== The problem ==
Would you reproduce, without any alteration, the lines from the opening line of the entries through the line that has "# indicate a point on each instance of the right" in it?

== Working data ==
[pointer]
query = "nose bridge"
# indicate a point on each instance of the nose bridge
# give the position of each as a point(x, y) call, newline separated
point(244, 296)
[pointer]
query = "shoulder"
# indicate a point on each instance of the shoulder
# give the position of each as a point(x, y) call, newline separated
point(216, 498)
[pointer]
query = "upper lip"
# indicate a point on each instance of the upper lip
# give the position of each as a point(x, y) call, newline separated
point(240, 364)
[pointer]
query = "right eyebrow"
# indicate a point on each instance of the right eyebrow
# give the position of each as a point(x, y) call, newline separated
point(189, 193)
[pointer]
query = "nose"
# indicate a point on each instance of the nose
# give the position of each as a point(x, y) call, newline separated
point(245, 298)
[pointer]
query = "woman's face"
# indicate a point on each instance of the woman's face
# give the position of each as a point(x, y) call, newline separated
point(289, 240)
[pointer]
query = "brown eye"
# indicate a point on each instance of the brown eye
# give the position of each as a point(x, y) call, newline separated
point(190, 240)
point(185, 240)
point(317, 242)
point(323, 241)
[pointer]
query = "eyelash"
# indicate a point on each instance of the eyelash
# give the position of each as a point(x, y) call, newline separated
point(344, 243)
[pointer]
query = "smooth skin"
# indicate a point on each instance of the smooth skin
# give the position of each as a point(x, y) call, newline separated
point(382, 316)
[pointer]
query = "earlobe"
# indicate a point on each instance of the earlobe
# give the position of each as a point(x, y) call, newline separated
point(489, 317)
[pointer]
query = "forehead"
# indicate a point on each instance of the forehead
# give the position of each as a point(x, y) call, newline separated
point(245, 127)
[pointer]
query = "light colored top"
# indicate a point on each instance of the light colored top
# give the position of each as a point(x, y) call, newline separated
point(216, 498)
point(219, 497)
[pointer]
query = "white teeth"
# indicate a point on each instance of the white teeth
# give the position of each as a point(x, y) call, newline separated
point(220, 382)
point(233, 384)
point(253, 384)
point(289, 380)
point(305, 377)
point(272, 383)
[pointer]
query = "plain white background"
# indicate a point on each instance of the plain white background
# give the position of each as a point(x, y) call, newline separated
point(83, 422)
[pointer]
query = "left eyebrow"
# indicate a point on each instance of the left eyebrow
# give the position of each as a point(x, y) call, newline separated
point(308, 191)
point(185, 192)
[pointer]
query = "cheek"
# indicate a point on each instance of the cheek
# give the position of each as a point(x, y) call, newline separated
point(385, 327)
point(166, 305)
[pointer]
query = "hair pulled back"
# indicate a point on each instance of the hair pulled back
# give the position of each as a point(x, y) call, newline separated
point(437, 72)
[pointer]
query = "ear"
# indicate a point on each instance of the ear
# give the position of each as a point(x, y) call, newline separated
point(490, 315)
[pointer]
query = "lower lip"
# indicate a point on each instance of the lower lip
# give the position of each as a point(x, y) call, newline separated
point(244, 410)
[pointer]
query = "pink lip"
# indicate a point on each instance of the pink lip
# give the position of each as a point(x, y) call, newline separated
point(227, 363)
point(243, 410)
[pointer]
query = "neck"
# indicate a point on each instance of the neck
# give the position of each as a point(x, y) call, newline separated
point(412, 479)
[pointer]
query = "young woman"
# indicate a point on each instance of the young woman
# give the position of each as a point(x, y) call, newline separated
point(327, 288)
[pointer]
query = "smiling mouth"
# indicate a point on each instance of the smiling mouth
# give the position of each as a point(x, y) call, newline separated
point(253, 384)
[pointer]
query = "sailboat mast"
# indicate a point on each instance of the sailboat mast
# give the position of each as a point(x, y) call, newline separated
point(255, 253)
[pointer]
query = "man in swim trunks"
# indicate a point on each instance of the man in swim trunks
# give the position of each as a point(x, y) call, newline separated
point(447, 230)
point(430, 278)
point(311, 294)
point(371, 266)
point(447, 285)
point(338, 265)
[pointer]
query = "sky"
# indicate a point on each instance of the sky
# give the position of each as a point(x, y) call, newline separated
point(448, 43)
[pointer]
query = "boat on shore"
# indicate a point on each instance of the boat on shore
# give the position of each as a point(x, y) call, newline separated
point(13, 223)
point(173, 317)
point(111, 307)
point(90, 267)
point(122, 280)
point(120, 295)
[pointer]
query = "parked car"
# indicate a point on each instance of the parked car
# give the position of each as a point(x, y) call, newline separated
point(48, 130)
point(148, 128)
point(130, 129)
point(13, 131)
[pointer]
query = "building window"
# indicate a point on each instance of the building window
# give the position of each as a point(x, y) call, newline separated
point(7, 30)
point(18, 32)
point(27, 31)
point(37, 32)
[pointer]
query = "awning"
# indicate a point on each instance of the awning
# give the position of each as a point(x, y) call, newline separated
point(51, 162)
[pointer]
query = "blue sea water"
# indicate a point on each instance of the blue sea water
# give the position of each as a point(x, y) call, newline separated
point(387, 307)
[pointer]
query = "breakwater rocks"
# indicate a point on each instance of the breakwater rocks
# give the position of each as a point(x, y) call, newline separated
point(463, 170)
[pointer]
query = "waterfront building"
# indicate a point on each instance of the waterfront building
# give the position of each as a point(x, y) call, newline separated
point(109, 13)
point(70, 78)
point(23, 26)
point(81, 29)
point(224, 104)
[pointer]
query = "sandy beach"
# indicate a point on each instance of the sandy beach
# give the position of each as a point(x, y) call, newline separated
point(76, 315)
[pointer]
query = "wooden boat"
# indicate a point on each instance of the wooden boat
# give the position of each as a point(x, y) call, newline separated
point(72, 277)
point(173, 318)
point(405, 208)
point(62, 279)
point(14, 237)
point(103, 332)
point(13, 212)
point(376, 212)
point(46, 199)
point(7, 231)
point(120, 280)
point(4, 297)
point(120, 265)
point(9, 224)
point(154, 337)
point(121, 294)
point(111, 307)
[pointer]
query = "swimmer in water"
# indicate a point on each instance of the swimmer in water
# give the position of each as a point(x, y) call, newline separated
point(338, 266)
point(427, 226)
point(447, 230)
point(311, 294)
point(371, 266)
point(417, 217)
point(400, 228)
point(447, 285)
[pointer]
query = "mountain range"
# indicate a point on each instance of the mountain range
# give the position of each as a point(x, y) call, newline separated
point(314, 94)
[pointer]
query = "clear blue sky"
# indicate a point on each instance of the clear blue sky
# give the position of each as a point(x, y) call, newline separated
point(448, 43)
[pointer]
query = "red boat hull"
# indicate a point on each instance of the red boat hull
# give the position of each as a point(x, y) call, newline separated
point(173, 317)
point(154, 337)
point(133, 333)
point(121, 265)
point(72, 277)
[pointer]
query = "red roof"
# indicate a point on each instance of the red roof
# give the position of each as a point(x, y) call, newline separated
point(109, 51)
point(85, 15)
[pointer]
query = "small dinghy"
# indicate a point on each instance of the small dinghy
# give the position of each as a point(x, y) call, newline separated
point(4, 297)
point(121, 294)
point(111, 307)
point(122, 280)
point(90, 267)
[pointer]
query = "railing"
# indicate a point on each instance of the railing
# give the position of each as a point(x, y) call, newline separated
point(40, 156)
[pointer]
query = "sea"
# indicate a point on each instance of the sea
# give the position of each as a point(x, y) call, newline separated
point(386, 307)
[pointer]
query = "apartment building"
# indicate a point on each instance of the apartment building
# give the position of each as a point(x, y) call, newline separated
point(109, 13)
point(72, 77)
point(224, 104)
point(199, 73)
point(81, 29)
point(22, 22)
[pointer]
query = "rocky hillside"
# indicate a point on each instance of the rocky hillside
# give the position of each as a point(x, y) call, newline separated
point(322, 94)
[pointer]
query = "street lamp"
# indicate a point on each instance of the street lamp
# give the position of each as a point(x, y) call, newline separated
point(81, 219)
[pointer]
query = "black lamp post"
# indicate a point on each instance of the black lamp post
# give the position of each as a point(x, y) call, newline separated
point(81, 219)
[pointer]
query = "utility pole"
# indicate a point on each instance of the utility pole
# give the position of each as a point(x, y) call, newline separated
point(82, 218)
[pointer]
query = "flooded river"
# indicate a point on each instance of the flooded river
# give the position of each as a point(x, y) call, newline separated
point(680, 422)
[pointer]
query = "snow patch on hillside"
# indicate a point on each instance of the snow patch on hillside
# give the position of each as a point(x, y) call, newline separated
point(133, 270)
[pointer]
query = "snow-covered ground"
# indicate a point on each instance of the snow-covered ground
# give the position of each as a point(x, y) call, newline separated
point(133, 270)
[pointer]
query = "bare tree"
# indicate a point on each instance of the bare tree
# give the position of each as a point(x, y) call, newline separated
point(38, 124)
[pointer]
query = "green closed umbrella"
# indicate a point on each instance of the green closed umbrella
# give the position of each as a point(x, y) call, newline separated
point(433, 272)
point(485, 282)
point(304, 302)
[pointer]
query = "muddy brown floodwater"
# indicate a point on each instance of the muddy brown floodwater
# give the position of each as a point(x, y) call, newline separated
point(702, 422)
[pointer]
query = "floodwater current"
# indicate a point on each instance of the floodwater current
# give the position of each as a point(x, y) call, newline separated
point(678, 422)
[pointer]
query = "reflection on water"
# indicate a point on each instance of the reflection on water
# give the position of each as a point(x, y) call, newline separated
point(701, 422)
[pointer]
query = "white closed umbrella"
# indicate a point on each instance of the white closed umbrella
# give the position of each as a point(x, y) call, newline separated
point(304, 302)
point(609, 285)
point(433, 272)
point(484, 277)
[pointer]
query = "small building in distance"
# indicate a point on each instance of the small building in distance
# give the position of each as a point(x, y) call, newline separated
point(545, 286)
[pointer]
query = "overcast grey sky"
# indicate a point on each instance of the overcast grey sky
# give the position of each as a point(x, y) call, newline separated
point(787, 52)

== Reply ==
[pointer]
query = "nose bridge"
# indicate a point on each instance of the nose bridge
# give the position of each as a point(x, y) call, newline separated
point(244, 296)
[pointer]
query = "shoulder"
# indicate a point on each instance of the shoulder
# give the position of each as a point(x, y) call, newline separated
point(216, 498)
[pointer]
query = "upper lip"
# indicate a point on each instance of the upper lip
# give the position of each as a point(x, y) call, newline separated
point(240, 364)
[pointer]
query = "right eyebrow"
# indicate a point on each instance of the right eyebrow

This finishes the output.